Textauszug >>
◆ ◆ ◆ ◆
Stand­punkt Tho­mas Sze­ke­res: Ste­ter Trop­fen höhlt den Stein

25.04.2019 | Aktuelles aus der ÖÄK

© Stefan Seelig

Es hat lange gedau­ert, doch mitt­ler­weile ist das Bewusst­sein in der Öffent­lich­keit ver­an­kert, dass der Ärz­te­man­gel eine reale Bedro­hung ist. Lesern die­ser Zei­tung ist das ohne­hin schon längst klar, schließ­lich endet jede Aus­gabe mit sei­ten­wei­sen Inse­ra­ten, in denen Ärzte gesucht wer­den. Doch auch medial nimmt man das Thema Ärz­te­man­gel mitt­ler­weile viel erns­ter. Unter Berich­ten zum Thema fin­den sich dut­zende Pos­tings, in denen Leser von lan­gen War­te­zei­ten bei ihren Ärz­ten, über­füll­ten Ambu­lan­zen und Ter­min­schwie­rig­kei­ten berich­ten. Immer mehr TV-Berichte neh­men sich der Situa­tion von Land­ge­mein­den an, in denen Bür­ger­meis­ter ver­zwei­felt einen Arzt für die Ein­woh­ner ihres Ortes suchen. „Andere Gemein­den leis­ten sich ein Schwimm­bad, wir leis­ten uns einen Arzt“, erzählte ein nie­der­ös­ter­rei­chi­scher Bür­ger­meis­ter im ORF.

Frü­her war es undenk­bar, dass eine Kas­sen­stelle mehr­fach aus­ge­schrie­ben wer­den musste, heute ist es fast an der Tages­ord­nung. Besorg­nis­er­re­gend ist, dass die­ser Trend mitt­ler­weile auch Bal­lungs­räume erreicht hat. Heute gibt es in Wien bei attrak­ti­ven Stel­len viel­leicht zwei oder drei Bewer­ber, frü­her waren es 20 Bewer­bun­gen oder mehr.
◆ ◆ ◆ ◆
Gegebene Angaben >>
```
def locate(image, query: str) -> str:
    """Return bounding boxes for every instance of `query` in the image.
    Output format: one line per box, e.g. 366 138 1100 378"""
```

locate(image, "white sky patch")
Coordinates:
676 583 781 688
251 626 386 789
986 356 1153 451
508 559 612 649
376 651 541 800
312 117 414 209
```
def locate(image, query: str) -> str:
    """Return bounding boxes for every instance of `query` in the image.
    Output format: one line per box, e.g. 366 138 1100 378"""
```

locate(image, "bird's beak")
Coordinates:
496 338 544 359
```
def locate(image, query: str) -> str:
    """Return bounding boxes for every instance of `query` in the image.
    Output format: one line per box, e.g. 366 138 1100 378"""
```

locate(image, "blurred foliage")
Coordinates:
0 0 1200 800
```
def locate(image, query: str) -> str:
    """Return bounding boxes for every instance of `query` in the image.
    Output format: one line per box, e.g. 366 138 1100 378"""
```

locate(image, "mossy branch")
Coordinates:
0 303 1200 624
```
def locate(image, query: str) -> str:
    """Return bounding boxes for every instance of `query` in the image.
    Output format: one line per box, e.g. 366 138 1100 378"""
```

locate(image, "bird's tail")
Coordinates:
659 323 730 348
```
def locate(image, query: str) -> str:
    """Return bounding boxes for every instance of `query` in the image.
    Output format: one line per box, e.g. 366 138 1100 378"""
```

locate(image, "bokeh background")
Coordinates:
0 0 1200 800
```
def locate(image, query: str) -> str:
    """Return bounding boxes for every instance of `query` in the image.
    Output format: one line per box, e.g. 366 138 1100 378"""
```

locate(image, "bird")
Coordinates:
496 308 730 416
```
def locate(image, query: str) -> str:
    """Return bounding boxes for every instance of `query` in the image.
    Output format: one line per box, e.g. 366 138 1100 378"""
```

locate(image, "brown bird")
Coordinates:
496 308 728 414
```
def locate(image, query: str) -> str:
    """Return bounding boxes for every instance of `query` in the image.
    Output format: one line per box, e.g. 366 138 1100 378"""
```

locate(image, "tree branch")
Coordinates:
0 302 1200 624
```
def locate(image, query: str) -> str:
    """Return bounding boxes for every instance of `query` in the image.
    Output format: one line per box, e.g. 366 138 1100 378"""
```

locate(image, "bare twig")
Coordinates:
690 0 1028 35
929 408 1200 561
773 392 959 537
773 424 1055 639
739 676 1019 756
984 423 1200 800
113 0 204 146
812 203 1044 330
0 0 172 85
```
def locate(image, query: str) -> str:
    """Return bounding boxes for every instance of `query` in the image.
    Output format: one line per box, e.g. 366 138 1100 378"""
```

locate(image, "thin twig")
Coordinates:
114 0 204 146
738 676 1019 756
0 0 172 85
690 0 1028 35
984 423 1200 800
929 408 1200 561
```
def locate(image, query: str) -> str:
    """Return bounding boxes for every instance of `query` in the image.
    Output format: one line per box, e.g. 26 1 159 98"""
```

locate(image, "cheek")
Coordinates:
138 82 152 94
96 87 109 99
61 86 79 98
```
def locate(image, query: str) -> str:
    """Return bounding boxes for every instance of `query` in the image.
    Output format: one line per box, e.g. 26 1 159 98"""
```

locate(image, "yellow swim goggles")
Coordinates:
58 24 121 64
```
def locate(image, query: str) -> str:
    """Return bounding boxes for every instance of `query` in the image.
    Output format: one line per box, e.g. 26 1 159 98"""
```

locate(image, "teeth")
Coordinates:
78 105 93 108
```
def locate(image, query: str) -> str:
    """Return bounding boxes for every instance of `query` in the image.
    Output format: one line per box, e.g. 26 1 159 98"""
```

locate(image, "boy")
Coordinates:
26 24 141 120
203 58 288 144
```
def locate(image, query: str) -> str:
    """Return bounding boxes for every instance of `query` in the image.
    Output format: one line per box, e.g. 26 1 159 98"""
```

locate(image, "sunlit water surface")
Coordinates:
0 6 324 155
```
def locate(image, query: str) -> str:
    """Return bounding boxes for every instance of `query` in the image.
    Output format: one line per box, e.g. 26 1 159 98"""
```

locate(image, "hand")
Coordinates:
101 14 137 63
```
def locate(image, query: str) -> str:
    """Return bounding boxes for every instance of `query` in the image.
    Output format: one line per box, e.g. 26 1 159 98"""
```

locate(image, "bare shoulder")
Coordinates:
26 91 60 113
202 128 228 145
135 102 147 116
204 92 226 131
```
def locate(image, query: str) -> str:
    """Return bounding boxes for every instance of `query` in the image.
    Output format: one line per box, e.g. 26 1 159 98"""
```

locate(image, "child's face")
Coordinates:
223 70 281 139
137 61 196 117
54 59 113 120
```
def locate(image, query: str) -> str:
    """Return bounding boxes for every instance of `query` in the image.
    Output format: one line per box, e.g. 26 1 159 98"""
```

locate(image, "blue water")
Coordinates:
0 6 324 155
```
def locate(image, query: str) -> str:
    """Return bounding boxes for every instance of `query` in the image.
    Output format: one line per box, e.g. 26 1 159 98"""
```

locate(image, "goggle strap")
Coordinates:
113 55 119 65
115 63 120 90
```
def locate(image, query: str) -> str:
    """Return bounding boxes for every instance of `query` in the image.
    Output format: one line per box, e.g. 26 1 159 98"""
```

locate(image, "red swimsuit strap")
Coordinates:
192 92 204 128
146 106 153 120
◆ ◆ ◆ ◆
Zu bearbeiten >>
**a)** Schreiben Sie aus dem Standpunkt zum Ärztemangel den Abschnitt wortgetreu ab, der bei „Es hat lange“ beginnt und bei „nie­der­ös­ter­rei­chi­scher Bür­ger­meis­ter im ORF.“ endet.
**b)** Nennen Sie alle Probleme, von denen Leser laut dem Standpunkt zum Ärztemangel in ihren Postings berichten.
**c)** Setzen Sie den Standpunkt zum Ärztemangel im Anschluss an seinen letzten Satz fort.
Die Datensätze werden hier nicht gebraucht.

Ihre Antworten >>
**a)**
Es hat lange gedau­ert, doch mitt­ler­weile ist das Bewusst­sein in der Öffent­lich­keit ver­an­kert, dass der Ärz­te­man­gel eine reale Bedro­hung ist. Lesern die­ser Zei­tung ist das ohne­hin schon längst klar, schließ­lich endet jede Aus­gabe mit sei­ten­wei­sen Inse­ra­ten, in denen Ärzte gesucht wer­den. Doch auch medial nimmt man das Thema Ärz­te­man­gel mitt­ler­weile viel erns­ter. Unter Berich­ten zum Thema fin­den sich dut­zende Pos­tings, in denen Leser von lan­gen War­te­zei­ten bei ihren Ärz­ten, über­füll­ten Ambu­lan­zen und Ter­min­schwie­rig­kei­ten berich­ten. Immer mehr TV-Berichte neh­men sich der Situa­tion von Land­ge­mein­den an, in denen Bür­ger­meis­ter ver­zwei­felt einen Arzt für die Ein­woh­ner ihres Ortes suchen. „Andere Gemein­den leis­ten sich ein Schwimm­bad, wir leis­ten uns einen Arzt“, erzählte ein nie­der­ös­ter­rei­chi­scher Bür­ger­meis­ter im ORF.

**b)**
lange Wartezeiten bei ihren Ärzten
überfüllte Ambulanzen
Terminschwierigkeiten

**c)**
Unsere bekann­ten For­de­run­gen, um dem Ärz­te­man­gel zu begeg­nen, konn­ten wir bei unse­rer Ärz­te­sta­tis­tik-Pres­se­kon­fe­renz mit Zah­len unter­mau­ern. Ebenso konn­ten wir der Schar an Kri­ti­kern, die regel­mä­ßig ein­wen­den, es gebe ange­sichts der laut OECD so hohen Ärz­te­dichte ja nur ein Ver­sor­gungs­pro­blem, Wind aus den Segeln neh­men. Wir haben auf­ge­zeigt, wie hier Äpfel mit Bir­nen ver­gli­chen wer­den: Man­che Län­der zäh­len etwa Ärzte in Aus­bil­dung nicht mit, andere – wie Öster­reich – schon. Mit ein wenig Krea­ti­vi­tät kann man sich an fast jede gewünschte Stelle in die­sem Ran­king rech­nen. Es geht uns selbst­ver­ständ­lich nicht darum, dass wir uns am Ende der Sta­tis­tik ein­ord­nen wol­len. Unser Anspruch muss sein, sich mit den stärks­ten Staa­ten zu mes­sen – aber es muss dabei das Spiel­feld für alle gleich sein.

Um die Her­aus­for­de­run­gen des Ärz­te­man­gels lösen zu kön­nen, bedarf es der Anstren­gun­gen aller betei­lig­ten Sei­ten. Wenn wir unse­ren Stan­dard in der Gesund­heits­ver­sor­gung für die kom­men­den Gene­ra­tio­nen bewah­ren wol­len, dann brau­chen wir Ein­satz und Krea­ti­vi­tät von allen betrof­fe­nen Minis­te­rien und Inter­es­sens­ver­tre­tun­gen. Unsere Hand ist für kon­struk­tive und lösungs­ori­en­tierte Gesprä­che immer ausgestreckt.